Object point labels:
----
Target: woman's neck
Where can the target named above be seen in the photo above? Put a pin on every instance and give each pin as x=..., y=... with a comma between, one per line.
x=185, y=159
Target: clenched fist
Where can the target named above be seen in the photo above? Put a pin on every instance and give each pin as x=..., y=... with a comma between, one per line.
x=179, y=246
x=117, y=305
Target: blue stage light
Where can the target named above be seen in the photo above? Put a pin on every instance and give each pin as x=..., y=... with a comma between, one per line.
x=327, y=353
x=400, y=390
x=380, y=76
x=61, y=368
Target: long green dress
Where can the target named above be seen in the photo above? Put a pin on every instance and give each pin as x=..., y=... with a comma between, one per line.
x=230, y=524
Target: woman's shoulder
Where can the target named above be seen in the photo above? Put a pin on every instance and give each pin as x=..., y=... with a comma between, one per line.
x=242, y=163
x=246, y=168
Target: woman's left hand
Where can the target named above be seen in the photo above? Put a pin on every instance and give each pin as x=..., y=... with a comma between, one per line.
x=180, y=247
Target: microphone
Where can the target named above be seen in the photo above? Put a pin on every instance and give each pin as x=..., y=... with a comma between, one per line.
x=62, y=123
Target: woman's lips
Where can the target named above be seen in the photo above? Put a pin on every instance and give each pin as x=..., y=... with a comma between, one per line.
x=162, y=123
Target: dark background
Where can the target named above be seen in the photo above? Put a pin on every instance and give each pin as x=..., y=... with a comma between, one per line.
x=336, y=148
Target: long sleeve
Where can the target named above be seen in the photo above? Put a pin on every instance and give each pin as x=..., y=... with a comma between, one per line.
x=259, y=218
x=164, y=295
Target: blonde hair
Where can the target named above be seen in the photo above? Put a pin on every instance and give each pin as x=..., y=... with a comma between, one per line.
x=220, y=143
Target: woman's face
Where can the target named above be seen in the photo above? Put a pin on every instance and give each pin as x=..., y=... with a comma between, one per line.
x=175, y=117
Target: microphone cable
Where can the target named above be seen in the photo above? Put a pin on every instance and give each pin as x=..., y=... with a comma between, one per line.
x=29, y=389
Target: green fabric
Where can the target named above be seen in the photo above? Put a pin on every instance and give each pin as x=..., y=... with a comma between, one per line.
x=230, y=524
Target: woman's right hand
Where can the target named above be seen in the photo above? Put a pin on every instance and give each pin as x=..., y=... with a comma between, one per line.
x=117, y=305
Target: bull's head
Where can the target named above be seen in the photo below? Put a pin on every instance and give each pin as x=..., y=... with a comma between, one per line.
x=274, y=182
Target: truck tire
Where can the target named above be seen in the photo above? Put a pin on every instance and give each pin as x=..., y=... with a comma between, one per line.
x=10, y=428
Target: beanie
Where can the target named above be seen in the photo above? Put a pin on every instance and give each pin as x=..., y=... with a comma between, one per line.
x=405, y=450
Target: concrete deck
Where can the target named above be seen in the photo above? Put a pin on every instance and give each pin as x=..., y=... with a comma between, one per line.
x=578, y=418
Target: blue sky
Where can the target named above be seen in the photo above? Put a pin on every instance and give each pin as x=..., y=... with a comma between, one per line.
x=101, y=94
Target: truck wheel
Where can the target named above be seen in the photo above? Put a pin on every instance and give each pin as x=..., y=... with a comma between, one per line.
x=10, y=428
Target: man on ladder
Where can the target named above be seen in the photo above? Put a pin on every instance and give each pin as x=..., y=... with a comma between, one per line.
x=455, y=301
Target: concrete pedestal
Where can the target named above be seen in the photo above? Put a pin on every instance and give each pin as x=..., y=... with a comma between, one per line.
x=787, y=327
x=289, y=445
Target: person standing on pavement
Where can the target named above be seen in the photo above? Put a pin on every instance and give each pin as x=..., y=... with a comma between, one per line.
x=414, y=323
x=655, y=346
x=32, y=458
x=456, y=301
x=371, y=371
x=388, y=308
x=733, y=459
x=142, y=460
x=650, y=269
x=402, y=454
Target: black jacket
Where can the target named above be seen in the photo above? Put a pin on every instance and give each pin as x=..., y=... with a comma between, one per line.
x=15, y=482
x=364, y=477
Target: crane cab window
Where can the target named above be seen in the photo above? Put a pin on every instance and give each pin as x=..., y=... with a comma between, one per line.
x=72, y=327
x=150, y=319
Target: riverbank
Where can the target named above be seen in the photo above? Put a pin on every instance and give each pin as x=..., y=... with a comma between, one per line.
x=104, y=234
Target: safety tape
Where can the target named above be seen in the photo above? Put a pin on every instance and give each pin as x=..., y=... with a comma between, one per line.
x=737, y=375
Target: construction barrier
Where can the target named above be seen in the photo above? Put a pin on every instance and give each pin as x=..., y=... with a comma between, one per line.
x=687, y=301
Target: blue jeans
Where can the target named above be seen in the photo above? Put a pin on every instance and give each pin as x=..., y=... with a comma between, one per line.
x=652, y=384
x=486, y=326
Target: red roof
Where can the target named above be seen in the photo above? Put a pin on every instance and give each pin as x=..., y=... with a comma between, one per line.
----
▶ TASK GOAL: Repeat every item above word for word, leaving nothing out.

▶ OUTPUT OF THE EXERCISE:
Target: woman's neck
Where can the target named above be seen in the photo above? Put a pin on every instance and give each pin as x=..., y=... with a comma between, one per line.
x=185, y=159
Target: clenched fist
Where can the target named above be seen in the photo above? Put a pin on every instance and give each pin as x=..., y=... with a comma between, one per line.
x=179, y=246
x=117, y=305
Target: blue stage light
Where can the target named above be seen in the photo above? Put a pin on every instance and give each pin as x=..., y=... with a comma between, one per line.
x=327, y=353
x=400, y=390
x=380, y=76
x=61, y=368
Target: long green dress
Where can the target named above be seen in the photo above? Put a pin on every instance and give each pin as x=..., y=... with a comma between, one per line.
x=230, y=524
Target: woman's shoulder
Where can the target named above be seen in the photo above? Put a pin on every instance and give each pin as x=..., y=... with a comma between, one per line.
x=242, y=163
x=246, y=168
Target: woman's left hand
Where can the target named above be seen in the photo above? Put a pin on every instance and give each pin as x=..., y=... with a comma between, one per line.
x=180, y=247
Target: microphone
Where can the target named above be seen in the photo above? Put a pin on every instance and give each pin as x=..., y=... with a comma between, one per line.
x=62, y=123
Target: woman's lips
Where can the target named above be seen in the photo above? Put a pin on every instance and give each pin as x=..., y=... with a comma between, one per line.
x=162, y=123
Target: dark background
Where can the target named above be seen in the photo above? Put a pin on every instance and give each pin as x=..., y=... with a comma between, one per line.
x=336, y=148
Target: long sleeve
Where can the target named above be seen in the photo above? Put a pin on every instance and give each pin as x=..., y=... with a comma between, one per line.
x=259, y=218
x=164, y=295
Target: blonde hair
Where can the target named above be seen in the photo above? Put a pin on every instance and give each pin as x=..., y=... with a comma between, one per line.
x=220, y=143
Target: woman's face
Where can the target named above be seen in the photo above? Put a pin on every instance and give each pin as x=..., y=... with a comma between, one per line.
x=175, y=117
Target: microphone cable
Where can the target named above be seen in the photo above? Put a pin on every instance and give each pin as x=..., y=... with a comma between, one per line.
x=29, y=389
Target: green fabric
Where can the target named above be seen in the photo above? Put a pin on every instance and give each pin as x=..., y=... with a comma between, one per line.
x=230, y=524
Target: woman's right hand
Where can the target named above be seen in the photo above? Put a pin on every instance and give each pin as x=..., y=... with a comma between, one per line.
x=117, y=305
Target: bull's head
Where can the target named above be seen in the photo below? Put a pin on every instance and give each pin as x=..., y=... with a comma between, one per line.
x=274, y=182
Target: truck tire
Where can the target named above be seen in the photo above? Put a pin on every instance and give each pin as x=..., y=... with a comma between, one per line.
x=10, y=428
Target: beanie
Where can the target named above be seen in the photo above? Put a pin on every instance and give each pin as x=..., y=... with a comma between, one per line.
x=405, y=450
Target: concrete deck
Where can the target named above be seen in the photo above? Put a pin on every instance and give each pin as x=..., y=... with a comma between, one per line.
x=578, y=418
Target: blue sky
Where can the target named above be seen in the photo above? Put a pin on every instance and give each pin as x=..., y=... with a comma between, one per line.
x=101, y=94
Target: truck wheel
Where can the target named above be seen in the photo above? Put a pin on every instance and give each pin as x=..., y=... with a comma between, one per line.
x=10, y=428
Target: man on ladder
Where can the target named above be seen in the photo above? Put a pin on every instance and give each pin as x=..., y=... with a comma between, one per line.
x=455, y=301
Target: concrete pedestal
Where can the target named above be seen in the photo above? Put a pin on every instance and give each pin as x=..., y=... with a comma between, one per line.
x=787, y=327
x=289, y=445
Target: person standing on pavement
Where can the target named above be seen in the photo above? Put a pin on every instance and give each pin as x=..., y=... with a comma between, one per line.
x=414, y=323
x=655, y=346
x=32, y=458
x=456, y=301
x=371, y=371
x=388, y=308
x=733, y=459
x=142, y=460
x=650, y=269
x=402, y=454
Target: black jacket
Where can the target named above be seen in the photo above? Put a pin on every instance and give each pin as x=..., y=... with a comma between, one per line.
x=15, y=482
x=364, y=477
Target: crane cab window
Where can the target named above be seen in the photo above? Put a pin on every instance and give each pin as x=..., y=... with a comma between, one per line.
x=72, y=327
x=150, y=319
Target: riverbank
Where can the target named above be seen in the photo above? Put a pin on every instance and give each pin as x=..., y=... with a comma between, one per line.
x=104, y=234
Target: safety tape
Where can the target named above be seen in the photo above? Put a pin on every instance and give each pin as x=..., y=... with a comma between, one per line.
x=737, y=375
Target: construction barrier
Where can the target named above be seen in the photo above? Put a pin on every instance and give each pin as x=..., y=... with a comma between, one per line.
x=687, y=301
Target: blue jeans
Where can the target named above be seen in the photo above? Put a pin on every instance and give each pin as x=..., y=... with a comma between, one per line.
x=652, y=384
x=486, y=326
Target: red roof
Where can the target named above be seen in the photo above? Put a pin on every instance and give each pin as x=..., y=... with a comma between, one per line.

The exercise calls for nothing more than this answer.